--- EXERCISE GOAL ---
Take the line that contains "goalkeeper glove in the photo below accordingly." and all lines after it, up to and including the last line of the data, and write them out exactly; nothing else belongs in the answer.
---
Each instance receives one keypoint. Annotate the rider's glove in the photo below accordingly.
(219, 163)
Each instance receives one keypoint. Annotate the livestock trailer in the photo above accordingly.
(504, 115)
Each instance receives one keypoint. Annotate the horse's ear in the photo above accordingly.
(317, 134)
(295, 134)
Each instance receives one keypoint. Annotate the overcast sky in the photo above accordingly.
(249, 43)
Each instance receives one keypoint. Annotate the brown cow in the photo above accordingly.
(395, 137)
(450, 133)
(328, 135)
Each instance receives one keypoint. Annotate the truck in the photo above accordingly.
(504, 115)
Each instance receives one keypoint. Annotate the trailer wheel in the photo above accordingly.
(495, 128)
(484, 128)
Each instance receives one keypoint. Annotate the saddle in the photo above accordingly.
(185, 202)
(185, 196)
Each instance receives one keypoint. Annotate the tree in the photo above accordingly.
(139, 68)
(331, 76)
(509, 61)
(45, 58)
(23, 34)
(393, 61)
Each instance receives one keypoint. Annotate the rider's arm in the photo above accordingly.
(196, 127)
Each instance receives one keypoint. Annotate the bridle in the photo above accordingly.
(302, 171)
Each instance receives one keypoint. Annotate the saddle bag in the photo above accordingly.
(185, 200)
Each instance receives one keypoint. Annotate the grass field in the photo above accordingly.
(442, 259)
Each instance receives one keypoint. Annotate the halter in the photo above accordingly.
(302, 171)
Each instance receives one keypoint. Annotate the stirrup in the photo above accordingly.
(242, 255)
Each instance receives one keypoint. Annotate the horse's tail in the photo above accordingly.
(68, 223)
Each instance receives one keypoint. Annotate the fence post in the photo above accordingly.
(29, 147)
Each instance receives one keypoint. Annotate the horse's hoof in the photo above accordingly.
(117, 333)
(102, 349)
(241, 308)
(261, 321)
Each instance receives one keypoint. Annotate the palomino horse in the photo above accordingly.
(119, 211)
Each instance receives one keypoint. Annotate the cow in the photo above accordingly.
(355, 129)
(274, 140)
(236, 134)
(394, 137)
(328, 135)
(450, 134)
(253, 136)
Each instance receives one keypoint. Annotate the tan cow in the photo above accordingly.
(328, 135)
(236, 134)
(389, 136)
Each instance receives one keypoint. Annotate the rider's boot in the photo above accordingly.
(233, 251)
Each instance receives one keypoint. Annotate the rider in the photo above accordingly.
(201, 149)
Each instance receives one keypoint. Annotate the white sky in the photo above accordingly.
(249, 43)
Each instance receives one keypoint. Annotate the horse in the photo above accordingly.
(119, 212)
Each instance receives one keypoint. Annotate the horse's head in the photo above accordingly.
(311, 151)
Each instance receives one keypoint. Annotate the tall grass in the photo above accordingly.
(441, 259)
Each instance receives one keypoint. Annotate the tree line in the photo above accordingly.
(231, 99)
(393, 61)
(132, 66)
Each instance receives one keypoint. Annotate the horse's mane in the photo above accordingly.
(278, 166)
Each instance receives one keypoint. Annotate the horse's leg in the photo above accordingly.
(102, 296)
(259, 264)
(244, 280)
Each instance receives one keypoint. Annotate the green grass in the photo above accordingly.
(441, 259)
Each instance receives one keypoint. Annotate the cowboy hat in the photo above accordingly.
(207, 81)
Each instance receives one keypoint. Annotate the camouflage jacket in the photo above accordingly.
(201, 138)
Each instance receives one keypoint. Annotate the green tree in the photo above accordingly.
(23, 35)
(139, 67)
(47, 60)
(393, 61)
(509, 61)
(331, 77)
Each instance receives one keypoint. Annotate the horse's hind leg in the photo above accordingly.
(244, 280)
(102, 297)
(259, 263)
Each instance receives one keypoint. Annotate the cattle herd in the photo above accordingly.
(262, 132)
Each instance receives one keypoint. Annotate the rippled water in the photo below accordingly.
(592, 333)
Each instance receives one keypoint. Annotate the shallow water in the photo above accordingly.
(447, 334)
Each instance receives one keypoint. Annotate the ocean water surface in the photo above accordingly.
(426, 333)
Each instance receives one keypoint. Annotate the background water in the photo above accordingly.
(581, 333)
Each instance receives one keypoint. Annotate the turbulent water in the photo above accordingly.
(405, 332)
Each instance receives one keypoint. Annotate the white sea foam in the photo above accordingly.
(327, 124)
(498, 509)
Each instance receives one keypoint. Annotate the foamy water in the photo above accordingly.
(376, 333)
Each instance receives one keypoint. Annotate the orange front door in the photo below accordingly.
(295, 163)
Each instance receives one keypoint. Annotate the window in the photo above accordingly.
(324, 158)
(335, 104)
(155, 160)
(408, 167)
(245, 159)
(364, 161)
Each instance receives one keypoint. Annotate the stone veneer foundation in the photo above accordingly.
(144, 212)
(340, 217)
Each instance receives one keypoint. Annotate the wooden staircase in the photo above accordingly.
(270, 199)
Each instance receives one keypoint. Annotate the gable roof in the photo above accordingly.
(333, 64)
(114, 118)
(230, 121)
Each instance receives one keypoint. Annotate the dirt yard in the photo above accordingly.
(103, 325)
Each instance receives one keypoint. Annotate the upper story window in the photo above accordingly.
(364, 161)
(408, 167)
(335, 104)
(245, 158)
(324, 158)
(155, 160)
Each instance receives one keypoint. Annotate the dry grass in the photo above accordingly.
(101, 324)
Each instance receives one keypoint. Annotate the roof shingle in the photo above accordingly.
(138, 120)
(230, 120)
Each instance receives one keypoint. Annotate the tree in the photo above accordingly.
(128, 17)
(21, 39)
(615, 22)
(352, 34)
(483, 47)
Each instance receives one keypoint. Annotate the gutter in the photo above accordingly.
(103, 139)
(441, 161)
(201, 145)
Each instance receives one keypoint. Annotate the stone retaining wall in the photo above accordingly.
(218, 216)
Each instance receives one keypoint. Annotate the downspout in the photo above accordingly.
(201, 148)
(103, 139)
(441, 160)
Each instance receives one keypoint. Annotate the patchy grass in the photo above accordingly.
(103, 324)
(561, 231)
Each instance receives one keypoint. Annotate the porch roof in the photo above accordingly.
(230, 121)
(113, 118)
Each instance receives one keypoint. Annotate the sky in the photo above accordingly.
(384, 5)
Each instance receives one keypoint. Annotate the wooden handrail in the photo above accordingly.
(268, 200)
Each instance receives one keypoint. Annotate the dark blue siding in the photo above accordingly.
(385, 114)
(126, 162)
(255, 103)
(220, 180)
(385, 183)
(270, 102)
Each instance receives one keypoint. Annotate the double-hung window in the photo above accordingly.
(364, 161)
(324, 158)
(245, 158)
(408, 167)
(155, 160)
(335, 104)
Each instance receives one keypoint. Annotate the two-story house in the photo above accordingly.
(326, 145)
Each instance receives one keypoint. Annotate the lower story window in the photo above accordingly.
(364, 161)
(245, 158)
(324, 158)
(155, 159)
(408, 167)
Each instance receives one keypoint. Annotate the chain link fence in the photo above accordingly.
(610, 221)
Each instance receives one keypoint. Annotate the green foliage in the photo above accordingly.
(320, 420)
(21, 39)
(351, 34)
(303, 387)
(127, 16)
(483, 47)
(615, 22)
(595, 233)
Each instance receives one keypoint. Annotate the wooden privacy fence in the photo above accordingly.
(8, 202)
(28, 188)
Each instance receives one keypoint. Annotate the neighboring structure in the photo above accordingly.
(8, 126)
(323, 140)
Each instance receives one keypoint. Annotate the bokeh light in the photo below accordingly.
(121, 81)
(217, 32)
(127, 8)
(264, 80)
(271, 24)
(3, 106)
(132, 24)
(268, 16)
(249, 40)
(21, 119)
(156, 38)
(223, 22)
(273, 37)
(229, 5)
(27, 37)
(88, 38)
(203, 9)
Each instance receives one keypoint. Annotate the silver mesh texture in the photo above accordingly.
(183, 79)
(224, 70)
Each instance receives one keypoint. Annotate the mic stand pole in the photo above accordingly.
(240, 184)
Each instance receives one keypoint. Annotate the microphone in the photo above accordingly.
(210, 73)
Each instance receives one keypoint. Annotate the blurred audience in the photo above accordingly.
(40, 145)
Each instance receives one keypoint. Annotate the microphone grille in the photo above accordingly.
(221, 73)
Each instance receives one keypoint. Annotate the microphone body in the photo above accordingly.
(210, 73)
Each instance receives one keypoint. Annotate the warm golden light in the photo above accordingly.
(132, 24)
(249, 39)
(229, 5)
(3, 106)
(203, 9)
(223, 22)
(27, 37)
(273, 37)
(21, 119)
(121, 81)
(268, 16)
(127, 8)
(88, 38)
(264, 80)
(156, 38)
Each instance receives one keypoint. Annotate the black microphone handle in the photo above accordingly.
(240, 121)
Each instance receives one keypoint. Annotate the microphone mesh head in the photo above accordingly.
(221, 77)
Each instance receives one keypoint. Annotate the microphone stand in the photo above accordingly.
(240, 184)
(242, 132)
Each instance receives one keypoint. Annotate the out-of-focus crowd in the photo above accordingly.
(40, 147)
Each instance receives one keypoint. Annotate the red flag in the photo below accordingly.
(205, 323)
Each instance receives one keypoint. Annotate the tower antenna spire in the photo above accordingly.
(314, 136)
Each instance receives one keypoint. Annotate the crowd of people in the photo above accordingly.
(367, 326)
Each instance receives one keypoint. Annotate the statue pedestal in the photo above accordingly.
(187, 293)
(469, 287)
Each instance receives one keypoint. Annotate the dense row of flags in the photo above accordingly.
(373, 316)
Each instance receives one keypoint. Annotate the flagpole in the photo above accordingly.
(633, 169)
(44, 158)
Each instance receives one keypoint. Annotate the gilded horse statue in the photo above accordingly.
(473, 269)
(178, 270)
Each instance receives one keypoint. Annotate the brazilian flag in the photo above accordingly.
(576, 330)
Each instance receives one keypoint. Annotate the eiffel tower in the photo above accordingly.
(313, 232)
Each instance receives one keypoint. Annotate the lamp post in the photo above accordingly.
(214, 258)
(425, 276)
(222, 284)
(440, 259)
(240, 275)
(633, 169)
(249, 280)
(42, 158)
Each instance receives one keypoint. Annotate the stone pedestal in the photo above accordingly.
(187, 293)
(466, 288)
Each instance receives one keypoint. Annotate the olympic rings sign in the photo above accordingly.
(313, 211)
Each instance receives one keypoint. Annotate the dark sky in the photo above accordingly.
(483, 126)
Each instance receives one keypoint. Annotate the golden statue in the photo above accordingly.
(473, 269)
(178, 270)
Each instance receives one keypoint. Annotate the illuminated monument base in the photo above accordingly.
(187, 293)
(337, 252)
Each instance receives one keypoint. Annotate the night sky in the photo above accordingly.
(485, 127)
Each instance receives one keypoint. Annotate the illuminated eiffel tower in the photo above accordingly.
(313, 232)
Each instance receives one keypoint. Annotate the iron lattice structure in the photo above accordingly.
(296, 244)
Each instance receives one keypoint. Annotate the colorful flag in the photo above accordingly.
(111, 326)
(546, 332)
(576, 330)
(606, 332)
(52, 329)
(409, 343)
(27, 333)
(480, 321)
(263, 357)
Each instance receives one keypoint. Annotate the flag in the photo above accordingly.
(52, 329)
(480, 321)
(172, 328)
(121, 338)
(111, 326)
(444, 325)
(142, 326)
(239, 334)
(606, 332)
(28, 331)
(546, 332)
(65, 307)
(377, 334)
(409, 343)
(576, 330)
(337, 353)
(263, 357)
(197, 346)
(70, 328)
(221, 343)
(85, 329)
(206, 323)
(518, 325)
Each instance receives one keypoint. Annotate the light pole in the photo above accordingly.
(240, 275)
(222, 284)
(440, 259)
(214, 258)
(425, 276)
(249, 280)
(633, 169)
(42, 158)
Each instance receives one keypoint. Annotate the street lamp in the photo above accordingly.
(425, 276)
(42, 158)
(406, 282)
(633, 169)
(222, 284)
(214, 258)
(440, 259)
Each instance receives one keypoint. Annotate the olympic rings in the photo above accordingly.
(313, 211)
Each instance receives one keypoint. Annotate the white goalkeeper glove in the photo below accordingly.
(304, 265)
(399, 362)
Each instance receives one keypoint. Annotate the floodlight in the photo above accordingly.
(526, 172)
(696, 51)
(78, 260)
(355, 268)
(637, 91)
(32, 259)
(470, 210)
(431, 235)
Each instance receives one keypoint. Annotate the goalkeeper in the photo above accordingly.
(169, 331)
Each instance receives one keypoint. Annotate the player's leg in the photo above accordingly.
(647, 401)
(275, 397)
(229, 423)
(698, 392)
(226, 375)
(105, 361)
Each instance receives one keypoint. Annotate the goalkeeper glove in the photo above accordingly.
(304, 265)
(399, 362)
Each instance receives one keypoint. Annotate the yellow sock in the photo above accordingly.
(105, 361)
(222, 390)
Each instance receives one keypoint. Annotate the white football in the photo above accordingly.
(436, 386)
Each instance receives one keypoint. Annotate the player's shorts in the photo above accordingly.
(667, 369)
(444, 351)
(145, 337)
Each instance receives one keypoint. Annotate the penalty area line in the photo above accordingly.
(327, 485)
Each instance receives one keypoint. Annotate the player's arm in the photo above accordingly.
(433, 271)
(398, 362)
---
--- ANSWER FOR THIS EXERCISE ---
Each instance receives one keypoint. Annotate the white goalkeeper glove in the photo below accordingly.
(304, 265)
(399, 362)
Each instance receives one keypoint. Annotate the floodlight in the photo above accordingly.
(526, 172)
(696, 51)
(78, 260)
(355, 268)
(637, 91)
(32, 259)
(470, 210)
(431, 235)
Each instance receives one keypoint. Annotate the goalkeeper in the photo above accordingly.
(169, 331)
Each instance receives one keypoint. Annotate the player's leg in the photo above accordingly.
(647, 401)
(275, 397)
(229, 423)
(698, 392)
(226, 375)
(105, 361)
Each instance receives one keypoint. Annotate the goalkeeper glove in the photo above accordingly.
(304, 265)
(399, 362)
Each instance receives one keypoint. Annotate the yellow sock in the photo above accordingly.
(105, 361)
(222, 390)
Each instance receives one keypoint. Annotate the white football in the photo above accordingly.
(436, 386)
Each instance receives one keypoint. Annotate the player's shorts in the photo above accordingly.
(667, 369)
(444, 351)
(145, 337)
Each instance receives one keypoint. Annotate the penalty area line in the photo above accordingly.
(327, 485)
Each instance receives one keypoint. Annotate the player's arm in the photo above accordingly.
(433, 271)
(398, 362)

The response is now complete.